▸ What is expected
Would you please write out each entry that follows, exactly as written?
* * *
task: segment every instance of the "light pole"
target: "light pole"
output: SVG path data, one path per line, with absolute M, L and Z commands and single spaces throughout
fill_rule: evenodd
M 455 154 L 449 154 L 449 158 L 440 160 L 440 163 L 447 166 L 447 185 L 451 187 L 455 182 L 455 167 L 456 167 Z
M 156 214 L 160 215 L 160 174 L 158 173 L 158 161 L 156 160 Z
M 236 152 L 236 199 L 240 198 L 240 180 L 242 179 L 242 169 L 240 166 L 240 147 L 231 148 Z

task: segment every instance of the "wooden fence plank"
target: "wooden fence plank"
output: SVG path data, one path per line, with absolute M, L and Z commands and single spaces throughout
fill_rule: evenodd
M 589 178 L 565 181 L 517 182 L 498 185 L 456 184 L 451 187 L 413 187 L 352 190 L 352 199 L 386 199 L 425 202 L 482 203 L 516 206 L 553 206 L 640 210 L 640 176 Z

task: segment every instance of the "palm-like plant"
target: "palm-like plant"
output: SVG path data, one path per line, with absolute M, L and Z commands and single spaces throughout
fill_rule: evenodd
* * *
▸ Solved problem
task: segment every instance of the "light pole"
target: "light pole"
output: SVG path data, one path per line, with absolute M, L and Z commands and single spaces throughout
fill_rule: evenodd
M 455 154 L 449 154 L 449 158 L 440 160 L 440 163 L 447 166 L 447 185 L 451 187 L 455 182 L 455 167 L 456 167 Z
M 156 214 L 160 215 L 160 174 L 158 173 L 158 161 L 156 160 Z
M 236 152 L 236 199 L 240 198 L 240 180 L 242 179 L 242 169 L 240 166 L 240 147 L 231 148 Z

task: segment every instance of the "wooden fence plank"
target: "wooden fence plank"
output: SVG path data, one path per line, with absolute M, L and Z commands and single spaces throughout
fill_rule: evenodd
M 589 178 L 565 181 L 517 182 L 498 185 L 456 184 L 451 187 L 413 187 L 352 190 L 352 199 L 386 199 L 425 202 L 482 203 L 516 206 L 553 206 L 640 210 L 640 176 Z

task: segment every instance of the "palm-like plant"
target: "palm-like plant"
output: SVG path data, one path per line, with absolute M, L and Z commands and single spaces throughout
fill_rule: evenodd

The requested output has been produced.